What the exercise asks |
Reproduce the following records exactly from the line containing "Target: red stripe on jersey" onward, ending with the last line and including it.

Data for analysis |
════════════════════

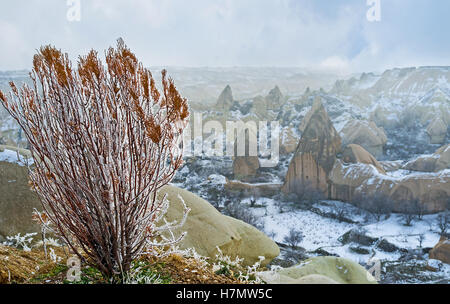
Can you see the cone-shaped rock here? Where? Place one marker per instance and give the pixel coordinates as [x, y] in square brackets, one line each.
[274, 99]
[315, 153]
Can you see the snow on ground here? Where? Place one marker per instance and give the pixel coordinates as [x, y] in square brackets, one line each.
[317, 231]
[322, 232]
[11, 157]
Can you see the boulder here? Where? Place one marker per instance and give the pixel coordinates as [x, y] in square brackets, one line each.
[207, 229]
[349, 181]
[365, 134]
[225, 100]
[441, 251]
[329, 270]
[391, 165]
[356, 154]
[437, 130]
[315, 154]
[439, 160]
[258, 189]
[17, 201]
[276, 278]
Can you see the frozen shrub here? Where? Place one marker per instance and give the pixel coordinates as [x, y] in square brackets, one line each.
[378, 204]
[104, 140]
[294, 238]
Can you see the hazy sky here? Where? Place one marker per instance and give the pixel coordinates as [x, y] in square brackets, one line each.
[320, 34]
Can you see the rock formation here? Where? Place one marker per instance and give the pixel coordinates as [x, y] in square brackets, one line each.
[356, 154]
[246, 166]
[17, 201]
[274, 99]
[315, 154]
[321, 270]
[441, 251]
[207, 229]
[288, 141]
[349, 181]
[225, 100]
[436, 162]
[365, 134]
[437, 130]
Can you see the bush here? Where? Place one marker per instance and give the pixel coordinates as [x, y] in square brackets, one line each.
[294, 238]
[104, 141]
[307, 195]
[378, 204]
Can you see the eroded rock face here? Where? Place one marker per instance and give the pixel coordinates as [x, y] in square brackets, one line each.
[439, 160]
[17, 201]
[315, 154]
[356, 154]
[247, 165]
[225, 100]
[288, 141]
[274, 99]
[352, 180]
[437, 130]
[441, 251]
[207, 229]
[365, 134]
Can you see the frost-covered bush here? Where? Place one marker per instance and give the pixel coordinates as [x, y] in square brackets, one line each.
[104, 140]
[19, 241]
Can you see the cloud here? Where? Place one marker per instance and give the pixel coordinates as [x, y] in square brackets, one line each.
[318, 34]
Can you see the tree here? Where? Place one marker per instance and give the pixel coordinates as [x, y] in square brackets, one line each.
[293, 238]
[104, 140]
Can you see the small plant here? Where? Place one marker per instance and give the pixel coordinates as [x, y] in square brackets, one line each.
[20, 242]
[105, 140]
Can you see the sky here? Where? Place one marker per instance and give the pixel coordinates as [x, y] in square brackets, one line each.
[331, 35]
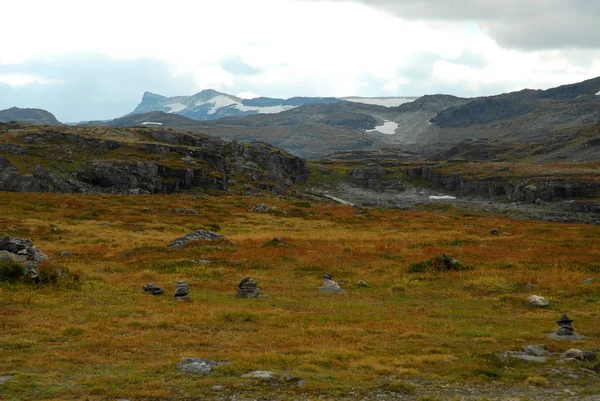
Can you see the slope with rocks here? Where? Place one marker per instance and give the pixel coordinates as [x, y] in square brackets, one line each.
[212, 105]
[137, 160]
[29, 116]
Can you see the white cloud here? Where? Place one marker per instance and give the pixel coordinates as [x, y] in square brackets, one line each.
[283, 47]
[16, 80]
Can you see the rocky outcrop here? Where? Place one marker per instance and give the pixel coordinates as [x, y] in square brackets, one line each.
[483, 110]
[146, 161]
[528, 192]
[22, 251]
[374, 177]
[30, 116]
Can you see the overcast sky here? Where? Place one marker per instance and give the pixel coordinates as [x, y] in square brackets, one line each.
[84, 59]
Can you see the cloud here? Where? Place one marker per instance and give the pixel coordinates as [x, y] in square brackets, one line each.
[515, 24]
[93, 60]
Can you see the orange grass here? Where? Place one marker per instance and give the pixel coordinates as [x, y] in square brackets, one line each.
[105, 339]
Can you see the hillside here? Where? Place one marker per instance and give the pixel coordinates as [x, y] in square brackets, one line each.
[137, 160]
[29, 116]
[212, 105]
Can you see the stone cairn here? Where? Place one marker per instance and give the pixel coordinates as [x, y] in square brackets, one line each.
[181, 292]
[248, 288]
[153, 289]
[329, 285]
[565, 326]
[22, 251]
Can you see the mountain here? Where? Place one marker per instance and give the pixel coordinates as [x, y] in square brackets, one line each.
[68, 159]
[211, 105]
[30, 116]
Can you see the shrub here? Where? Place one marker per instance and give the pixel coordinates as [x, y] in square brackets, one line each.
[442, 263]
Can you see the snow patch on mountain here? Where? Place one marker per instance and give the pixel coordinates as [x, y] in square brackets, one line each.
[381, 101]
[264, 110]
[218, 102]
[175, 107]
[388, 128]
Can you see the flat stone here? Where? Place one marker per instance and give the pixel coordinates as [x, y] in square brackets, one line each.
[572, 337]
[536, 300]
[260, 374]
[196, 366]
[526, 357]
[573, 353]
[535, 350]
[6, 256]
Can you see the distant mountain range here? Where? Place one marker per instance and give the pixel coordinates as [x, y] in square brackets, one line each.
[212, 105]
[30, 116]
[555, 124]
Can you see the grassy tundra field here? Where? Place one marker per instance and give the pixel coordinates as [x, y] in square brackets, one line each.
[95, 335]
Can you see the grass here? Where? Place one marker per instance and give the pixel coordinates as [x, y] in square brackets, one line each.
[99, 337]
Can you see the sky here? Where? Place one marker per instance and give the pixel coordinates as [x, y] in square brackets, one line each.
[91, 60]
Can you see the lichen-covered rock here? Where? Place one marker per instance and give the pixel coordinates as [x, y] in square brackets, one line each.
[199, 235]
[23, 251]
[536, 300]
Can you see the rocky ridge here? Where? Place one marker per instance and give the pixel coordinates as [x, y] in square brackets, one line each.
[137, 160]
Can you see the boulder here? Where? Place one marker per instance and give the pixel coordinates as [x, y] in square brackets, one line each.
[22, 251]
[261, 208]
[331, 286]
[573, 353]
[196, 366]
[248, 288]
[199, 235]
[152, 288]
[538, 301]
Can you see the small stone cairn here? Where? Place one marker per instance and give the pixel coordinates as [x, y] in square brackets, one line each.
[152, 288]
[329, 285]
[248, 288]
[565, 330]
[182, 291]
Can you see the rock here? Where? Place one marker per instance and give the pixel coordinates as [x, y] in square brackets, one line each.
[184, 211]
[536, 300]
[260, 374]
[199, 235]
[261, 208]
[181, 292]
[330, 286]
[535, 350]
[277, 242]
[589, 355]
[6, 256]
[248, 288]
[201, 261]
[524, 356]
[573, 353]
[23, 251]
[196, 366]
[153, 289]
[571, 337]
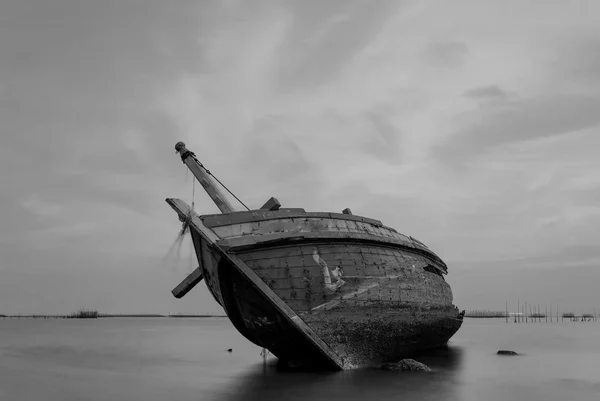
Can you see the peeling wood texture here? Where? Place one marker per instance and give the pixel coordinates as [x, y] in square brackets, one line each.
[324, 290]
[271, 204]
[188, 283]
[257, 285]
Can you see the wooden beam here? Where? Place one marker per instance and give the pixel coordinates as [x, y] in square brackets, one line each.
[183, 210]
[271, 204]
[188, 283]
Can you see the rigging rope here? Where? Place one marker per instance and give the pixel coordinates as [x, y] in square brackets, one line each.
[223, 185]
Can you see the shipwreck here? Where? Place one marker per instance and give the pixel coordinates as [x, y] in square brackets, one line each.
[319, 290]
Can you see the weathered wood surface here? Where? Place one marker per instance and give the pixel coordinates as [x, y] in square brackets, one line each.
[271, 204]
[216, 220]
[188, 283]
[369, 272]
[364, 239]
[184, 211]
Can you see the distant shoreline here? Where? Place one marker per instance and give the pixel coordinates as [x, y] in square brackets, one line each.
[105, 315]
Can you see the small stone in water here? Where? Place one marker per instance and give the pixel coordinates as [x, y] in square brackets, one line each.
[406, 365]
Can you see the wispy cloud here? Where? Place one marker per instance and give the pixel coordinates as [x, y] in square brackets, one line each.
[466, 124]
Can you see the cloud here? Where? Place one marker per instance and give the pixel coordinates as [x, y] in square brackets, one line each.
[385, 108]
[491, 92]
[528, 119]
[446, 54]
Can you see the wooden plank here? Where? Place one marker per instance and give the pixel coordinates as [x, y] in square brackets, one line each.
[188, 283]
[246, 243]
[215, 220]
[271, 204]
[184, 210]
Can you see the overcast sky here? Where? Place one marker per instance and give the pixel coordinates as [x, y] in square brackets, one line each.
[473, 126]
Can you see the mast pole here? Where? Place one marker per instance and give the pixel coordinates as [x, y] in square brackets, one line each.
[202, 175]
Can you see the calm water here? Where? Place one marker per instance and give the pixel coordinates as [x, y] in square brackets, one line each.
[186, 359]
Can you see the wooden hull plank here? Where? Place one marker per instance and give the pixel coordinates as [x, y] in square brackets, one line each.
[188, 283]
[184, 212]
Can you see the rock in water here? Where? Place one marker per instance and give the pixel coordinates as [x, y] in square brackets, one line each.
[406, 365]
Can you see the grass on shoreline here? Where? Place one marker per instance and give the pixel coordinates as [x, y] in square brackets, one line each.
[94, 314]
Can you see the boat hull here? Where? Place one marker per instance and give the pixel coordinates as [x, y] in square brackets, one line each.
[369, 303]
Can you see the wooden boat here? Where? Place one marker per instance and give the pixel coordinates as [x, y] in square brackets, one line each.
[318, 290]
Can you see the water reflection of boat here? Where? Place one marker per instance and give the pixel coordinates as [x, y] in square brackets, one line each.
[318, 290]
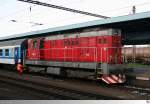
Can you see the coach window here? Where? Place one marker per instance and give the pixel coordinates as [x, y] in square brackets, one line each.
[6, 52]
[41, 44]
[104, 41]
[1, 52]
[35, 44]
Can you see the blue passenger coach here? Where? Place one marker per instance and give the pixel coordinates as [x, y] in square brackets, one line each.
[11, 52]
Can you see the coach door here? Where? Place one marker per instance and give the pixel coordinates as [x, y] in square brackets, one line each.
[35, 49]
[16, 54]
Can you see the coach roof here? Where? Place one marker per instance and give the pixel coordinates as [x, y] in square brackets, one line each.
[100, 22]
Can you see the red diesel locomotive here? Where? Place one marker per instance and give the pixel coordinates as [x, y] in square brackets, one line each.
[90, 53]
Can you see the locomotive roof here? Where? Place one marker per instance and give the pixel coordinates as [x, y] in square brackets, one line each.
[137, 16]
[12, 42]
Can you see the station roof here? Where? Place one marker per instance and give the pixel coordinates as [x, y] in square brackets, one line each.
[100, 22]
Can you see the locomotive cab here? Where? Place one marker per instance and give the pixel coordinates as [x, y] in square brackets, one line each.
[109, 56]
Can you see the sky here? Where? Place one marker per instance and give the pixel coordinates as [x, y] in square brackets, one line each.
[20, 12]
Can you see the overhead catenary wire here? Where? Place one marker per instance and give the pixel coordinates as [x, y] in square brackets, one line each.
[64, 8]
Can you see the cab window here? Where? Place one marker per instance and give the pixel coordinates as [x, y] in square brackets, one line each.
[6, 52]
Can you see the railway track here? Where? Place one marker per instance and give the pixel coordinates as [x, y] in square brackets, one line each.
[56, 91]
[135, 90]
[68, 88]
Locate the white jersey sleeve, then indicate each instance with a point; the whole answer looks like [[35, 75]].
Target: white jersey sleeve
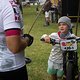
[[11, 15]]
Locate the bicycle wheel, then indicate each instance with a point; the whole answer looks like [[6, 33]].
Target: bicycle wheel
[[70, 72]]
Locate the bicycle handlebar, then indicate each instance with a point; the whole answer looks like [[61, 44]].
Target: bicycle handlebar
[[54, 41]]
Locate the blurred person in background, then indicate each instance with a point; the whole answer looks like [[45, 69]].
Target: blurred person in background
[[12, 42]]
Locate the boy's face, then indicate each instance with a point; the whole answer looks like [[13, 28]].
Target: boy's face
[[63, 27]]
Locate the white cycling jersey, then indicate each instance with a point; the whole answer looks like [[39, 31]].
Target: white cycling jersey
[[10, 17]]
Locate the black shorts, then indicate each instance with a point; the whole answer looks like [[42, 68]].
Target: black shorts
[[18, 74]]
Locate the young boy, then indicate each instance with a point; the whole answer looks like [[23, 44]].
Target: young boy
[[55, 61]]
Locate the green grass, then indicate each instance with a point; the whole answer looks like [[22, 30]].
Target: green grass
[[39, 51]]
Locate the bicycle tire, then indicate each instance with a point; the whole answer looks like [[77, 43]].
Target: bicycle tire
[[69, 75]]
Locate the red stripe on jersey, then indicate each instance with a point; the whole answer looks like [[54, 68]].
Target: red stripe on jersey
[[12, 32]]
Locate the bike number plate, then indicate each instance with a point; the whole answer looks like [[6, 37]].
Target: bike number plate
[[68, 45]]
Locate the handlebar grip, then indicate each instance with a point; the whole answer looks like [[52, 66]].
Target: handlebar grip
[[42, 39]]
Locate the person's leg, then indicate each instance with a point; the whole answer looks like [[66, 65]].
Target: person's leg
[[59, 74]]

════════════════════

Output of the task |
Target: red stripe on jersey
[[12, 32]]
Locate the bike number plate, then indicate each instance with a point; the whole answer looks like [[6, 37]].
Target: bike number plate
[[68, 45]]
Locate the handlebar grip, then indicate each instance with a point; the whole answer looks like [[52, 66]].
Target: handlebar grip
[[42, 39]]
Locate the person's leg, then indicate each instance with a point; the whole answer looks like [[66, 65]].
Target: person's leg
[[59, 74]]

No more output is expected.